--- OBJECTIVE ---
Reproduce the material from the line containing "Inventory check: does the image above contain any grass?" through the line containing "xmin=701 ymin=252 xmax=831 ymax=434", substituting "footpath" for "dirt trail" and leaving all else as it stands.

....................

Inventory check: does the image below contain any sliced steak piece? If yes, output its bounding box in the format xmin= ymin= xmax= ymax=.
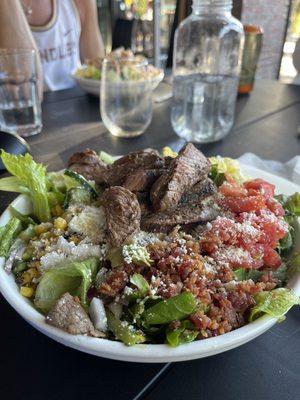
xmin=46 ymin=293 xmax=105 ymax=337
xmin=141 ymin=179 xmax=218 ymax=233
xmin=68 ymin=149 xmax=110 ymax=183
xmin=108 ymin=149 xmax=165 ymax=186
xmin=103 ymin=186 xmax=141 ymax=247
xmin=150 ymin=143 xmax=210 ymax=211
xmin=122 ymin=169 xmax=162 ymax=192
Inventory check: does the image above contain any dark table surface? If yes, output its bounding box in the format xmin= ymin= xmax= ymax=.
xmin=0 ymin=81 xmax=300 ymax=400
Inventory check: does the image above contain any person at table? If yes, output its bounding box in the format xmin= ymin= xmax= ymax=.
xmin=0 ymin=0 xmax=104 ymax=94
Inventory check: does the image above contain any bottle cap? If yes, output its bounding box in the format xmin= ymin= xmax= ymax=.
xmin=193 ymin=0 xmax=232 ymax=7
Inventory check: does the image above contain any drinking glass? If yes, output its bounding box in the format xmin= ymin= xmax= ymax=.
xmin=0 ymin=49 xmax=42 ymax=136
xmin=100 ymin=59 xmax=152 ymax=137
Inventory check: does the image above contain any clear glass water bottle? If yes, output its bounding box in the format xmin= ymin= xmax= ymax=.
xmin=171 ymin=0 xmax=244 ymax=143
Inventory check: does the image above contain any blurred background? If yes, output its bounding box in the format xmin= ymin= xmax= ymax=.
xmin=97 ymin=0 xmax=300 ymax=84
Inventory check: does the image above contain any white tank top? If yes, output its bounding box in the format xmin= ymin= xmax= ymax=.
xmin=31 ymin=0 xmax=81 ymax=90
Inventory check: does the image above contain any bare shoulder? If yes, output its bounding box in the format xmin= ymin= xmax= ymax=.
xmin=73 ymin=0 xmax=97 ymax=24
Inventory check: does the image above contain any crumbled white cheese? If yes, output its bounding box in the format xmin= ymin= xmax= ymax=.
xmin=40 ymin=236 xmax=106 ymax=271
xmin=89 ymin=297 xmax=107 ymax=332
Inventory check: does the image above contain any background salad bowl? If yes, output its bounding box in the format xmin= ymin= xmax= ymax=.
xmin=0 ymin=166 xmax=300 ymax=363
xmin=71 ymin=70 xmax=164 ymax=97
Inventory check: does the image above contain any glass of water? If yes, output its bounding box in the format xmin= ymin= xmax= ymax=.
xmin=0 ymin=49 xmax=42 ymax=136
xmin=100 ymin=59 xmax=152 ymax=137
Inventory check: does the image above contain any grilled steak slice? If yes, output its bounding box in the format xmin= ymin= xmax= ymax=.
xmin=142 ymin=179 xmax=218 ymax=233
xmin=108 ymin=149 xmax=165 ymax=186
xmin=122 ymin=169 xmax=162 ymax=192
xmin=68 ymin=149 xmax=110 ymax=183
xmin=103 ymin=186 xmax=141 ymax=247
xmin=150 ymin=143 xmax=210 ymax=211
xmin=46 ymin=293 xmax=105 ymax=337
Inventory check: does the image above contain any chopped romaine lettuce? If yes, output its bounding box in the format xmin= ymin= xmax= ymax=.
xmin=99 ymin=151 xmax=115 ymax=165
xmin=288 ymin=253 xmax=300 ymax=277
xmin=0 ymin=176 xmax=30 ymax=194
xmin=166 ymin=320 xmax=199 ymax=347
xmin=9 ymin=205 xmax=36 ymax=229
xmin=209 ymin=164 xmax=226 ymax=186
xmin=106 ymin=309 xmax=146 ymax=346
xmin=130 ymin=274 xmax=150 ymax=297
xmin=34 ymin=257 xmax=99 ymax=313
xmin=209 ymin=156 xmax=247 ymax=183
xmin=0 ymin=150 xmax=51 ymax=222
xmin=107 ymin=243 xmax=152 ymax=268
xmin=47 ymin=171 xmax=78 ymax=193
xmin=249 ymin=288 xmax=300 ymax=321
xmin=142 ymin=292 xmax=197 ymax=325
xmin=275 ymin=193 xmax=300 ymax=254
xmin=0 ymin=217 xmax=22 ymax=257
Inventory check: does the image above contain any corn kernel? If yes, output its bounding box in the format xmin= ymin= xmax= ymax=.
xmin=54 ymin=217 xmax=68 ymax=231
xmin=51 ymin=204 xmax=64 ymax=217
xmin=162 ymin=146 xmax=178 ymax=158
xmin=20 ymin=286 xmax=34 ymax=297
xmin=34 ymin=222 xmax=52 ymax=235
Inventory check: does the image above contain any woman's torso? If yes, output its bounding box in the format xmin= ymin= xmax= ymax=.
xmin=31 ymin=0 xmax=80 ymax=90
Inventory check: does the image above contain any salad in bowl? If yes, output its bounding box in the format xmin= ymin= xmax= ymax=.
xmin=0 ymin=143 xmax=300 ymax=360
xmin=72 ymin=47 xmax=164 ymax=96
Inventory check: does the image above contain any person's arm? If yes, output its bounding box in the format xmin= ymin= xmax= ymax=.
xmin=75 ymin=0 xmax=105 ymax=62
xmin=0 ymin=0 xmax=43 ymax=99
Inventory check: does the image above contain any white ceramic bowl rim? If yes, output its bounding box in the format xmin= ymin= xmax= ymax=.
xmin=0 ymin=166 xmax=300 ymax=362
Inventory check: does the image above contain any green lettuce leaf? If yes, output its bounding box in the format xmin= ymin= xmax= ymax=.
xmin=0 ymin=176 xmax=29 ymax=194
xmin=106 ymin=309 xmax=146 ymax=346
xmin=34 ymin=257 xmax=99 ymax=313
xmin=142 ymin=292 xmax=197 ymax=325
xmin=99 ymin=151 xmax=115 ymax=165
xmin=0 ymin=150 xmax=51 ymax=222
xmin=275 ymin=193 xmax=300 ymax=254
xmin=0 ymin=217 xmax=22 ymax=257
xmin=249 ymin=288 xmax=300 ymax=321
xmin=209 ymin=164 xmax=226 ymax=186
xmin=9 ymin=205 xmax=36 ymax=229
xmin=166 ymin=320 xmax=199 ymax=347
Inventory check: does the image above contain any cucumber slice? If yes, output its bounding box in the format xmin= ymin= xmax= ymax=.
xmin=64 ymin=187 xmax=92 ymax=209
xmin=64 ymin=169 xmax=99 ymax=199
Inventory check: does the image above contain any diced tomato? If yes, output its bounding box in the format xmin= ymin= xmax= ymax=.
xmin=245 ymin=243 xmax=265 ymax=268
xmin=264 ymin=247 xmax=281 ymax=268
xmin=210 ymin=246 xmax=263 ymax=269
xmin=220 ymin=195 xmax=266 ymax=213
xmin=219 ymin=182 xmax=247 ymax=197
xmin=256 ymin=210 xmax=287 ymax=248
xmin=244 ymin=178 xmax=275 ymax=199
xmin=200 ymin=217 xmax=237 ymax=254
xmin=266 ymin=197 xmax=285 ymax=217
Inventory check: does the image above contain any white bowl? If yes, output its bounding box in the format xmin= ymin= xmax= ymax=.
xmin=71 ymin=70 xmax=164 ymax=97
xmin=0 ymin=166 xmax=300 ymax=363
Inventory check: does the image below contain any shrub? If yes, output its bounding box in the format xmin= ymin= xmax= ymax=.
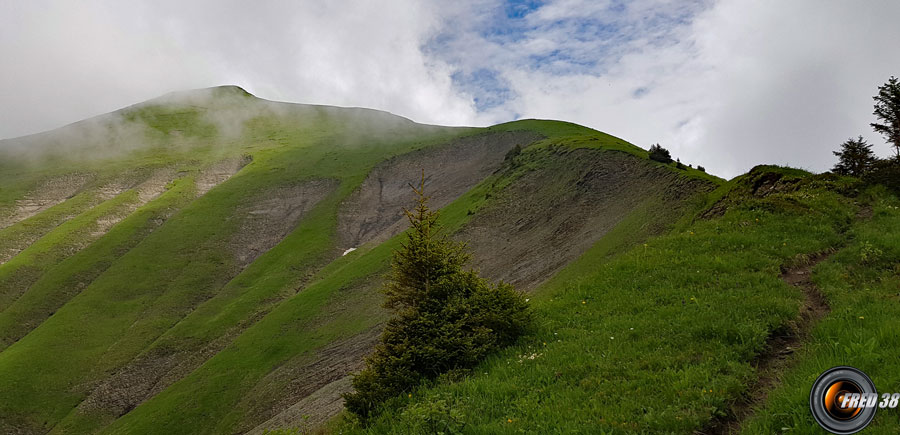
xmin=649 ymin=144 xmax=672 ymax=163
xmin=831 ymin=136 xmax=877 ymax=177
xmin=344 ymin=178 xmax=531 ymax=422
xmin=863 ymin=158 xmax=900 ymax=194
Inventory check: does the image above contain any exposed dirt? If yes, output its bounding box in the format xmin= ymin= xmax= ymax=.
xmin=246 ymin=376 xmax=353 ymax=435
xmin=699 ymin=252 xmax=831 ymax=434
xmin=336 ymin=132 xmax=541 ymax=252
xmin=231 ymin=180 xmax=338 ymax=267
xmin=250 ymin=149 xmax=714 ymax=434
xmin=197 ymin=156 xmax=252 ymax=196
xmin=238 ymin=328 xmax=381 ymax=433
xmin=69 ymin=180 xmax=338 ymax=424
xmin=0 ymin=173 xmax=93 ymax=229
xmin=91 ymin=169 xmax=177 ymax=240
xmin=455 ymin=149 xmax=714 ymax=290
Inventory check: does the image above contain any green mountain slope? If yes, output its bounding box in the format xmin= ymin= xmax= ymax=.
xmin=340 ymin=167 xmax=900 ymax=434
xmin=0 ymin=87 xmax=720 ymax=433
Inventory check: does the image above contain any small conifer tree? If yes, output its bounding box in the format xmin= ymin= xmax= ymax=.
xmin=344 ymin=174 xmax=531 ymax=422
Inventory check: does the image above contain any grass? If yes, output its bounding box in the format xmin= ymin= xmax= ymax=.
xmin=0 ymin=179 xmax=193 ymax=351
xmin=337 ymin=169 xmax=856 ymax=433
xmin=0 ymin=104 xmax=474 ymax=428
xmin=744 ymin=190 xmax=900 ymax=434
xmin=0 ymin=87 xmax=864 ymax=433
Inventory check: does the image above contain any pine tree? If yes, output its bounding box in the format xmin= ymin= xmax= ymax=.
xmin=344 ymin=175 xmax=531 ymax=421
xmin=649 ymin=144 xmax=672 ymax=163
xmin=832 ymin=136 xmax=878 ymax=177
xmin=871 ymin=76 xmax=900 ymax=158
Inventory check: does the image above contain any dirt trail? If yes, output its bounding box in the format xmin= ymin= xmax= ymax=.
xmin=701 ymin=252 xmax=831 ymax=434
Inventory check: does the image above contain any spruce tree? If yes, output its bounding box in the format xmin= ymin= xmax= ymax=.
xmin=832 ymin=136 xmax=878 ymax=177
xmin=344 ymin=175 xmax=531 ymax=422
xmin=871 ymin=76 xmax=900 ymax=159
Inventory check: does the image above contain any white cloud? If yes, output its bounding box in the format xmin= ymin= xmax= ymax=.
xmin=0 ymin=0 xmax=900 ymax=176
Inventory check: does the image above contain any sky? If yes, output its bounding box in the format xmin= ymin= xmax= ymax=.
xmin=0 ymin=0 xmax=900 ymax=178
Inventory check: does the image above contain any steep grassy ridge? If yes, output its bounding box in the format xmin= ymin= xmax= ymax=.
xmin=0 ymin=87 xmax=720 ymax=433
xmin=340 ymin=167 xmax=880 ymax=433
xmin=742 ymin=189 xmax=900 ymax=434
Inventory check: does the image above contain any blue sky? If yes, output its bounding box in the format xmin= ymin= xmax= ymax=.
xmin=0 ymin=0 xmax=900 ymax=177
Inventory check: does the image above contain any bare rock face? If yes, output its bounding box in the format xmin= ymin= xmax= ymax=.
xmin=338 ymin=132 xmax=541 ymax=252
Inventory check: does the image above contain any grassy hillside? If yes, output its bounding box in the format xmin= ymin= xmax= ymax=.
xmin=0 ymin=87 xmax=720 ymax=433
xmin=332 ymin=167 xmax=900 ymax=433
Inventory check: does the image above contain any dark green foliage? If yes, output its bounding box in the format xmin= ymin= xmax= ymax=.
xmin=863 ymin=157 xmax=900 ymax=194
xmin=870 ymin=76 xmax=900 ymax=157
xmin=832 ymin=136 xmax=877 ymax=177
xmin=650 ymin=144 xmax=672 ymax=163
xmin=344 ymin=178 xmax=531 ymax=420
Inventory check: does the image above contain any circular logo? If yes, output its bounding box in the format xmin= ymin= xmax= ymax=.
xmin=809 ymin=367 xmax=878 ymax=435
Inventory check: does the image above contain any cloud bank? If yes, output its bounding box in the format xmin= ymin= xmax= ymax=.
xmin=0 ymin=0 xmax=900 ymax=176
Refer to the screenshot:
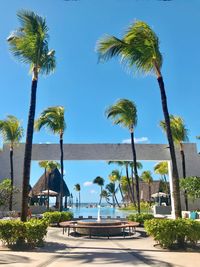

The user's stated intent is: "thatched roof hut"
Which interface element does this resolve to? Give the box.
[30,168,70,197]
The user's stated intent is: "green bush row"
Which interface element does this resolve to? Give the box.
[0,219,48,247]
[144,219,200,248]
[43,211,73,224]
[128,213,153,224]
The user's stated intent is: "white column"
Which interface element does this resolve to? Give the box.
[168,161,175,219]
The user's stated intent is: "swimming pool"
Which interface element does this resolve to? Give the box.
[70,207,134,218]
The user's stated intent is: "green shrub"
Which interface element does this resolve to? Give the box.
[0,220,26,246]
[60,211,73,222]
[25,219,48,247]
[128,213,153,224]
[144,219,200,248]
[43,211,73,224]
[43,211,61,224]
[120,201,151,212]
[0,219,48,247]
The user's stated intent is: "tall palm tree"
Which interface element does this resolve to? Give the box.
[74,184,81,207]
[108,161,135,203]
[97,21,181,218]
[108,170,123,207]
[35,106,66,211]
[39,160,60,210]
[106,99,140,213]
[101,190,112,205]
[141,171,153,204]
[106,182,116,207]
[154,161,169,194]
[0,115,23,211]
[160,115,189,210]
[38,160,49,193]
[93,176,105,205]
[7,10,55,221]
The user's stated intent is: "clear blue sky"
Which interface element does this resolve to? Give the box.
[0,0,200,201]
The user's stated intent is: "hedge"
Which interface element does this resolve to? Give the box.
[43,211,73,224]
[144,219,200,248]
[128,213,154,225]
[0,219,48,247]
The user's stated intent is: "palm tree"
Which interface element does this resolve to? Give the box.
[160,115,189,210]
[0,115,23,211]
[93,176,105,205]
[97,21,181,218]
[106,99,140,213]
[7,10,55,221]
[106,182,116,207]
[39,160,60,210]
[141,171,153,204]
[108,161,135,203]
[74,184,81,208]
[154,161,169,194]
[108,170,123,207]
[35,106,66,211]
[101,190,112,205]
[38,160,49,193]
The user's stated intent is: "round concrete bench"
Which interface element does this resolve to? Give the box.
[59,221,139,239]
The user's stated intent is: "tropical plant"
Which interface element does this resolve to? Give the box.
[39,160,60,210]
[101,190,112,205]
[154,161,169,194]
[160,115,189,210]
[108,161,135,203]
[108,170,123,207]
[7,10,55,221]
[0,178,19,213]
[93,176,105,205]
[106,183,116,207]
[141,171,153,204]
[35,106,66,211]
[0,115,23,211]
[97,21,181,217]
[180,176,200,201]
[74,184,81,207]
[106,99,140,213]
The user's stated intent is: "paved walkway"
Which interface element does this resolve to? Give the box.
[0,228,200,267]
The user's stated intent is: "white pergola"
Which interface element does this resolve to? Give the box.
[0,143,200,216]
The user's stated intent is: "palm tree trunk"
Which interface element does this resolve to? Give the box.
[44,168,48,190]
[180,143,188,211]
[9,146,14,211]
[157,75,181,218]
[126,164,135,205]
[131,165,136,206]
[131,131,140,214]
[99,186,102,206]
[21,79,37,222]
[114,194,120,208]
[47,172,51,211]
[149,184,151,205]
[60,133,63,211]
[119,184,124,204]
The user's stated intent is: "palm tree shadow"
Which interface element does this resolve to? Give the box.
[0,254,30,266]
[37,242,69,253]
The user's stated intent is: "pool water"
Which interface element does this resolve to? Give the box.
[70,207,134,218]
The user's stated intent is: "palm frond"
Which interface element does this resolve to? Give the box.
[96,35,126,62]
[97,21,162,73]
[160,115,189,144]
[106,99,137,129]
[35,106,66,134]
[7,10,55,74]
[0,115,24,145]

....................

--- OUTPUT OF THE EXERCISE ---
Inventory check: does the image above contain any grass? If yes, output its bounding box in the format xmin= ymin= xmax= ymax=.
xmin=0 ymin=179 xmax=193 ymax=351
xmin=337 ymin=169 xmax=856 ymax=433
xmin=0 ymin=104 xmax=474 ymax=428
xmin=744 ymin=190 xmax=900 ymax=434
xmin=0 ymin=87 xmax=864 ymax=433
Inventory check: does the image above contain any pine tree? If yes, output its bounding box in the format xmin= ymin= xmax= ymax=.
xmin=344 ymin=175 xmax=531 ymax=421
xmin=649 ymin=144 xmax=672 ymax=163
xmin=832 ymin=136 xmax=878 ymax=177
xmin=871 ymin=76 xmax=900 ymax=158
Inventory check: does the image above contain any footpath? If yes, output its bounding box in the format xmin= ymin= xmax= ymax=.
xmin=701 ymin=252 xmax=831 ymax=434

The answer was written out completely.